Tasks and exercises:
1. Using the essay on Piranesi, answer the following:
(a) When pragmatists read fiction, what do they search the book for?
(b) Whom is the character Piranesi nicknamed after?
(c) In the House, where does Piranesi find food?
2. Switch "marker" to "dot" in the records, everything from the line containing "Question. Put a marker on each instance of the boy" down through the end of the records, and give those lines back with nothing else changed.

Given text:
• • •

The Actual Point of Literature Most Readers Forget
And how C. S. Lewis's Uncle Andrew is the focus of Piranesi by Susanna Clarke
**This essay contains significant spoilers of the books Piranesi by Susanna Clarke and The Magician’s Nephew by C. S. Lewis.**
The greatest threat to literature in 2024 is the pragmatist—the person who reads a book and asks, “But what use is it?” Pragmatists rarely read fiction (and definitely not fantasy). If they do read fiction, they scour the book for a moral or a lesson—anything to make the reading experience “worthwhile.” They use books as pawns in censorship-themed culture wars.
And they are responsible for some truly terrifying children’s books covers…
The one thing pragmatists never seem to do is enjoy a story. And this can have a devastating effect on the pragmatist, their children or students, and on the culture at large.
In “Escapists and Intellectualists Can't Experience True Literary Joy,” I discussed two unhealthy, pragmatic approaches to art and stories. Now let’s discuss the progenitor of escapism and intellectualism: pragmatism. And to do it, we’re going to study the interconnected themes of Susanna Clarke’s Piranesi and C. S. Lewis’s The Magician’s Nephew.
Piranesi’s Premise
In Piranesi by Susanna Clarke, a man nicknamed Piranesi (after an Italian painter known for dark and vast etchings of prisons) lives in an endless world of statue-filled halls known as the House. Each hall has three levels. The top floors are full of rain and clouds. The middle floors contain an unending variety of mythical, human, and natural statues. The bottom floors are flooded by oceans and tides and are where Piranesi finds food.
If the House sounds trippy and Borgean, that’s because it is.

• • •

(Items from a data source)
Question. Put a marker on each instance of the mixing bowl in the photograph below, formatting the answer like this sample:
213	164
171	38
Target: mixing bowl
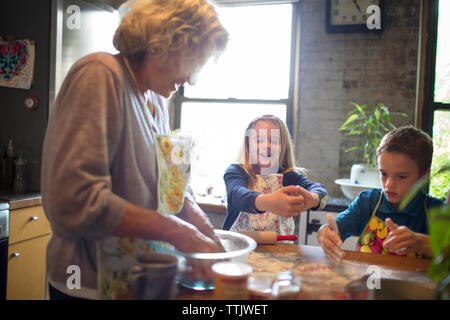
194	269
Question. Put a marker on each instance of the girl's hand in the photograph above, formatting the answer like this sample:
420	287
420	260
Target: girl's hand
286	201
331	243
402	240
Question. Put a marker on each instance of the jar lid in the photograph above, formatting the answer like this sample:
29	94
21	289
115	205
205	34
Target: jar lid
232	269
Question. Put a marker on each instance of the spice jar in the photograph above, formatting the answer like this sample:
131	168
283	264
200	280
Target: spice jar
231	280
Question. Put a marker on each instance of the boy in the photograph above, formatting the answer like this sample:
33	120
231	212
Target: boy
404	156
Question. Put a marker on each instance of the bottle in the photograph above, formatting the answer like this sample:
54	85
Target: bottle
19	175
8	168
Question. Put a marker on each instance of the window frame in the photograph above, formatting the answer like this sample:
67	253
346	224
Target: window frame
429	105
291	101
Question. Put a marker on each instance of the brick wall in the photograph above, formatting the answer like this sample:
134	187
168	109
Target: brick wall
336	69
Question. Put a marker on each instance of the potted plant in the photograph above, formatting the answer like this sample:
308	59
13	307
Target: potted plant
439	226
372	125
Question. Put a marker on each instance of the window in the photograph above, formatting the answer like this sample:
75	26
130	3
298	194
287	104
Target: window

• • •

Final results:
1.
(a) A moral or a lesson, anything to make the reading experience "worthwhile."
(b) An Italian painter known for dark and vast etchings of prisons.
(c) On the bottom floors, which are flooded by oceans and tides.

2.
Question. Put a dot on each instance of the boy in the photograph above, formatting the answer like this sample:
33	120
231	212
Target: boy
404	156
Question. Put a dot on each instance of the bottle in the photograph above, formatting the answer like this sample:
54	85
Target: bottle
19	175
8	168
Question. Put a dot on each instance of the window frame in the photograph above, formatting the answer like this sample:
67	253
346	224
Target: window frame
429	105
291	101
Question. Put a dot on each instance of the brick wall in the photograph above, formatting the answer like this sample:
134	187
168	109
Target: brick wall
336	69
Question. Put a dot on each instance of the potted plant in the photograph above, formatting the answer like this sample:
308	59
13	307
Target: potted plant
439	226
372	125
Question. Put a dot on each instance of the window in the photograph above, formatting the answer like this sample:
75	26
130	3
298	194
287	104
Target: window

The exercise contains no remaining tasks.